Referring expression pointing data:
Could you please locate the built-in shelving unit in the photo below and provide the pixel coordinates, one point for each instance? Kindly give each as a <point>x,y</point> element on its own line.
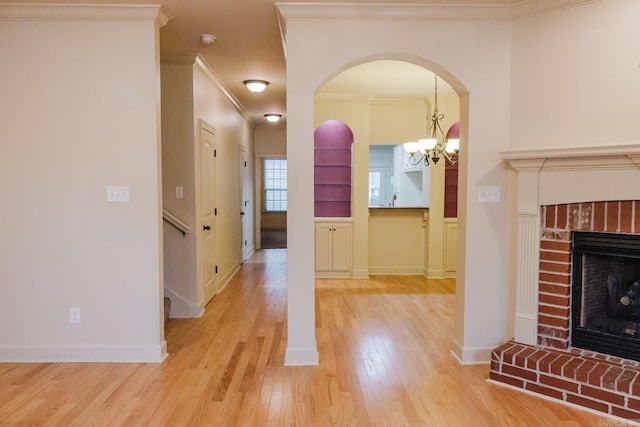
<point>332,169</point>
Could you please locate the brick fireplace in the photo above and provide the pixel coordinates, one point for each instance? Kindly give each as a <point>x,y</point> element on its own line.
<point>562,191</point>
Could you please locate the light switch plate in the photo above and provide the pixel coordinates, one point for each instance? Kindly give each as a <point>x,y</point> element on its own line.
<point>489,194</point>
<point>117,194</point>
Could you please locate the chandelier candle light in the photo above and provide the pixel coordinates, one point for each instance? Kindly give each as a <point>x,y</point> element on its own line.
<point>436,143</point>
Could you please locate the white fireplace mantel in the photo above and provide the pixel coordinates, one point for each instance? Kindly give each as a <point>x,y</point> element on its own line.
<point>549,176</point>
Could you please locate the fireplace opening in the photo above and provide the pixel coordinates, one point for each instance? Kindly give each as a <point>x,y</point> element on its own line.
<point>606,293</point>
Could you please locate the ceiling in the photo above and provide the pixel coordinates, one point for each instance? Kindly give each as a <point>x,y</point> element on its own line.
<point>249,45</point>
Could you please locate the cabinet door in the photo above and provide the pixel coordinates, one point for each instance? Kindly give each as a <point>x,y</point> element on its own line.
<point>341,245</point>
<point>323,246</point>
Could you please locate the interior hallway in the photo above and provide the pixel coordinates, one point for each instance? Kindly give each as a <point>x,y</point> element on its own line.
<point>384,360</point>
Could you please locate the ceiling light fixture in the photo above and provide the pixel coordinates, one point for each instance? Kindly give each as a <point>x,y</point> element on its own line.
<point>272,118</point>
<point>436,144</point>
<point>256,86</point>
<point>207,38</point>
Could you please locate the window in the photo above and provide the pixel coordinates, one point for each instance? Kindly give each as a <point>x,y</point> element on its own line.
<point>275,185</point>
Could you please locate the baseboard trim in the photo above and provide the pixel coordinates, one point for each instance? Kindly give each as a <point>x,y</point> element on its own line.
<point>80,353</point>
<point>180,307</point>
<point>396,271</point>
<point>471,355</point>
<point>301,357</point>
<point>360,274</point>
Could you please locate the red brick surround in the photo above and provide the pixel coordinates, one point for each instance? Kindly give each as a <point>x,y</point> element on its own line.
<point>604,383</point>
<point>558,222</point>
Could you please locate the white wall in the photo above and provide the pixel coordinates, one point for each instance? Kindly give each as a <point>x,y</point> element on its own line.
<point>576,77</point>
<point>270,142</point>
<point>80,111</point>
<point>178,170</point>
<point>476,63</point>
<point>190,94</point>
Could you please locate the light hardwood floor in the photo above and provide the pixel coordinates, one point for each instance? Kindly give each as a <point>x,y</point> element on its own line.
<point>384,361</point>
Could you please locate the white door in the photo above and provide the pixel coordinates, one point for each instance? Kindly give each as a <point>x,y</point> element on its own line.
<point>245,209</point>
<point>208,211</point>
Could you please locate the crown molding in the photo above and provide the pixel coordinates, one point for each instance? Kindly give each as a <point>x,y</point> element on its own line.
<point>529,8</point>
<point>304,11</point>
<point>622,156</point>
<point>82,12</point>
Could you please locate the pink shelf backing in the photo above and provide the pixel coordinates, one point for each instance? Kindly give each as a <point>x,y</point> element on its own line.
<point>332,209</point>
<point>332,174</point>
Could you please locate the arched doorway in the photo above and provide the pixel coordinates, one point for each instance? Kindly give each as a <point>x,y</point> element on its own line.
<point>388,102</point>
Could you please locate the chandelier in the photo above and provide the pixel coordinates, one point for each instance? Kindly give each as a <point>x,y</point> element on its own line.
<point>436,144</point>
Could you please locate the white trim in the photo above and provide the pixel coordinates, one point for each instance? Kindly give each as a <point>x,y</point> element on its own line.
<point>180,307</point>
<point>84,353</point>
<point>397,271</point>
<point>301,357</point>
<point>198,61</point>
<point>305,11</point>
<point>599,152</point>
<point>83,12</point>
<point>471,355</point>
<point>622,421</point>
<point>360,274</point>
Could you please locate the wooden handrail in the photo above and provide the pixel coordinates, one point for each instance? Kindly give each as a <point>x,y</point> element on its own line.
<point>176,222</point>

### EXERCISE GOAL
Reproduce the data above word for word and omit the images.

### COMPLETED EXERCISE
Could you please locate the built-in shelving unit in the photo below and provide the pixel coordinates, one point for each instance? Kindly give each as a <point>x,y</point> element on its own line.
<point>332,169</point>
Could you please locate the brick fireplace in the photo above and provide the pixel coordinates, one point for each instance? Kindly give each as a <point>x,y</point> element on its own line.
<point>562,191</point>
Could you please locate the light switch plate in the photo above and provide the pixel coordinates, one point for each instance? Kindly give each as a <point>x,y</point> element on its own line.
<point>489,194</point>
<point>117,194</point>
Could you please locate the chandelier candle light in the photo above and provide the pixel coordinates, one point for each instance? Kindly give each as a <point>x,y</point> element on its own line.
<point>436,143</point>
Could you please locate the white fireplace mantel in the photo above and provide the pixel coordinates, one point for each instance? Kindly give each as a <point>x,y</point> element on its own line.
<point>549,176</point>
Could you please locate the fireplace opening in the photo above and provide the pixel coordinates, one point for each instance? Kindly give each as a <point>x,y</point> element on its own line.
<point>606,293</point>
Could you please locate the ceiling in the photo above and provide the pixel coordinates, one point for each instance? Kindly give each as a <point>x,y</point> element on its own line.
<point>249,45</point>
Could you please locate the cabinet door in the photo above and provide the pixel coordinates, one point for each instance? Kindly give each as a <point>x,y</point> element on its own line.
<point>341,245</point>
<point>323,246</point>
Could you please locate the interior hallway in the photo above and provide the pixel coordinates, one point for each instance? Kindly give each as a <point>x,y</point> element on its own line.
<point>384,360</point>
Could you please locate the ceiling light fixture in the photo above and provide the pixel coordinates, one point for each instance? Kindly give each as a <point>x,y</point> element on its own line.
<point>272,118</point>
<point>436,144</point>
<point>256,86</point>
<point>207,38</point>
Could you please locate the window in the photo above and provide the pixel coordinates, one point for each instance? Kindly give each as a <point>x,y</point> element on its own line.
<point>275,185</point>
Could you please locate the baseboard trim in the photo above and provide the pixel coordinates, one point for each instance? Kindly give each as a <point>x,y</point> element on its own line.
<point>80,353</point>
<point>180,307</point>
<point>396,271</point>
<point>471,355</point>
<point>301,357</point>
<point>360,274</point>
Could you please locate the red brick surround in the photo above and provide the pixel coordinates, one point for each instance? Kindly give each as a <point>x,y</point> element on its own line.
<point>604,383</point>
<point>558,222</point>
Could you please locate the white wall in the photo above and provide the pixel coordinates, one point for each instance? Kindly give each as a <point>x,y</point> element on its own line.
<point>576,77</point>
<point>270,142</point>
<point>80,111</point>
<point>178,170</point>
<point>476,63</point>
<point>190,94</point>
Could you please locate the light hardwood floor in the photo above and provide the pixel coordinates, one point for each instance? Kindly give each as a <point>x,y</point> element on its own line.
<point>384,361</point>
Could you please locate the white door in the photo above and provide the pixel coordinates, one point for each instance? Kindly give each as a <point>x,y</point> element on its own line.
<point>245,209</point>
<point>208,211</point>
Could you please locate the crown molding in the photo above and provide the pixel coordinates, one point for each instance? Kindly give each as a <point>x,y</point> element on its own line.
<point>529,8</point>
<point>304,11</point>
<point>622,156</point>
<point>82,12</point>
Could you please locate the pink shelf backing in the photo above and provide the pixel coordinates, one point for each instance? Kindly give each as a <point>x,y</point> element on its own line.
<point>332,209</point>
<point>332,174</point>
Could you please locate the arched doorway in the photo above and provide the pixel coordinates, one point for each instance? Kindly give each as a <point>x,y</point> element on its own line.
<point>388,102</point>
Could you please locate the chandelier in the photo above and provide the pixel coordinates, one point for each instance? Kindly give each as a <point>x,y</point> element on its own line.
<point>436,144</point>
Could you please locate the white trim in the photo above and provide the pixel coordinates, one point for each instance? Kindly give each as a <point>x,y</point> element on its own line.
<point>180,307</point>
<point>84,353</point>
<point>397,271</point>
<point>301,357</point>
<point>198,61</point>
<point>305,11</point>
<point>599,152</point>
<point>83,12</point>
<point>471,355</point>
<point>622,421</point>
<point>360,274</point>
Could you please locate the wooden handrail in the photo above and provide the pixel coordinates, one point for each instance? Kindly give each as a <point>x,y</point> element on its own line.
<point>176,222</point>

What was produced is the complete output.